AVAILABLE DATA:
BEGIN

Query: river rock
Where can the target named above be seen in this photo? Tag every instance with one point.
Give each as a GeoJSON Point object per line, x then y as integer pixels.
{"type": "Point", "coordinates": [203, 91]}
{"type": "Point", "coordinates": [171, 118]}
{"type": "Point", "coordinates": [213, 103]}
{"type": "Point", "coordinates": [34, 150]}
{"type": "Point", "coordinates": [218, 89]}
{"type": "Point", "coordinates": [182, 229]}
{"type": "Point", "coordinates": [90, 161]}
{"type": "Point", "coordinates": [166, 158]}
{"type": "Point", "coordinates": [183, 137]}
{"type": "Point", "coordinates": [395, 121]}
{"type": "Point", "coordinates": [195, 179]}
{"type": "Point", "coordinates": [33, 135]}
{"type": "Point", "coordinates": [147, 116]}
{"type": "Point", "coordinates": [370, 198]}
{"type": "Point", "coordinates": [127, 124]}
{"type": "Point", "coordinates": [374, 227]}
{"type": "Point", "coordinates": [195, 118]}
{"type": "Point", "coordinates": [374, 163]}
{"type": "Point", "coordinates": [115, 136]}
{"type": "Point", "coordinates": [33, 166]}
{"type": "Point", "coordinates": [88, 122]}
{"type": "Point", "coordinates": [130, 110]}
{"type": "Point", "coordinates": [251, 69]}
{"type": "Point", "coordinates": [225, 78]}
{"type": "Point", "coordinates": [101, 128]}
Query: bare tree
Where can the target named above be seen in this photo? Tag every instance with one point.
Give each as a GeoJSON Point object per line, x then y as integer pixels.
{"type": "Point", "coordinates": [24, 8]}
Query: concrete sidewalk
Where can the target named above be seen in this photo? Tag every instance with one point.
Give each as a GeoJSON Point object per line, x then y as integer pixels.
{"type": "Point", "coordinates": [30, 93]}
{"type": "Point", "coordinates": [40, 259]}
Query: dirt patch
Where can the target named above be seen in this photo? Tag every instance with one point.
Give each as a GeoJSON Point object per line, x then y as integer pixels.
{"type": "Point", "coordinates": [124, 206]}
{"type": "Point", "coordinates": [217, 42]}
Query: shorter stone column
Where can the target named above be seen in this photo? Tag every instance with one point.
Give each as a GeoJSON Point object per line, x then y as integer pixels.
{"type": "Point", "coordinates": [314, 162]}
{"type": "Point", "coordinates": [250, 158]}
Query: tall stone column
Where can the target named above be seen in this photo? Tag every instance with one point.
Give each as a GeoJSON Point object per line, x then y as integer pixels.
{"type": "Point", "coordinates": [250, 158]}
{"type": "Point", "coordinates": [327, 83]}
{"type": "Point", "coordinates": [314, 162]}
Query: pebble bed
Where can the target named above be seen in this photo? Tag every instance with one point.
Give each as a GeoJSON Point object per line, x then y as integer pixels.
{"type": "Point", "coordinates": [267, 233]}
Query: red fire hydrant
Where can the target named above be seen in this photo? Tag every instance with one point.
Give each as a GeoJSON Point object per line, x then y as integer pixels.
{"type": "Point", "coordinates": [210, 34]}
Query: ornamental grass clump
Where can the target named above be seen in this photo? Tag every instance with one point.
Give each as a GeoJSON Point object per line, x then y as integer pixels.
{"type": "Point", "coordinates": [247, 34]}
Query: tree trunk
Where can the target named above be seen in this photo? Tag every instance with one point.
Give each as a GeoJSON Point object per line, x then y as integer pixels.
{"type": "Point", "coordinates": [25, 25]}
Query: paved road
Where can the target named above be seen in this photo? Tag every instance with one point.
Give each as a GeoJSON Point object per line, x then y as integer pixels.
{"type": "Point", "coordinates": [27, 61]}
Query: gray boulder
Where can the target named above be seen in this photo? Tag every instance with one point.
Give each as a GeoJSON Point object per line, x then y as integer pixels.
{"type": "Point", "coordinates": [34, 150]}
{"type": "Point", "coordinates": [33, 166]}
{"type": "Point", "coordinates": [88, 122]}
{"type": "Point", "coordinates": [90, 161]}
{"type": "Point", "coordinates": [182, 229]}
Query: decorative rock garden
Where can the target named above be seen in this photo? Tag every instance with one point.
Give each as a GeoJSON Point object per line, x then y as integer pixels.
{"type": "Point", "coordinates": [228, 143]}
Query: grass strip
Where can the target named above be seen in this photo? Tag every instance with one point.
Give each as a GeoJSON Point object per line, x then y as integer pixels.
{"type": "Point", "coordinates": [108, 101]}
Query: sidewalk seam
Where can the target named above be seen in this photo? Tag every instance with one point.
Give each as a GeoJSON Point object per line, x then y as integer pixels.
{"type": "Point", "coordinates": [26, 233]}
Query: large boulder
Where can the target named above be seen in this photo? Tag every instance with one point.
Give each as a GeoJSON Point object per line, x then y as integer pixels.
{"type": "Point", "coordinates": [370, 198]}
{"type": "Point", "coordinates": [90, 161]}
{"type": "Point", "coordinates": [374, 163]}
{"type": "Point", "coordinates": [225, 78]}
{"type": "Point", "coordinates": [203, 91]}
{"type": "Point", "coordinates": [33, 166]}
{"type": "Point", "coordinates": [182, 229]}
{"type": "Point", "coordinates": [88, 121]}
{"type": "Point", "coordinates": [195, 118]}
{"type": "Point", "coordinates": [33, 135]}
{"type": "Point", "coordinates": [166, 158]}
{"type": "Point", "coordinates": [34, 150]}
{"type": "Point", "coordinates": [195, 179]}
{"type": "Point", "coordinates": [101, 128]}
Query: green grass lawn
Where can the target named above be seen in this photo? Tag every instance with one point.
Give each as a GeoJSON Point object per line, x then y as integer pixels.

END

ACTIVITY: Scan the records above. Return every line with "rock" in it.

RESULT BELOW:
Query: river rock
Query: decorative rock garden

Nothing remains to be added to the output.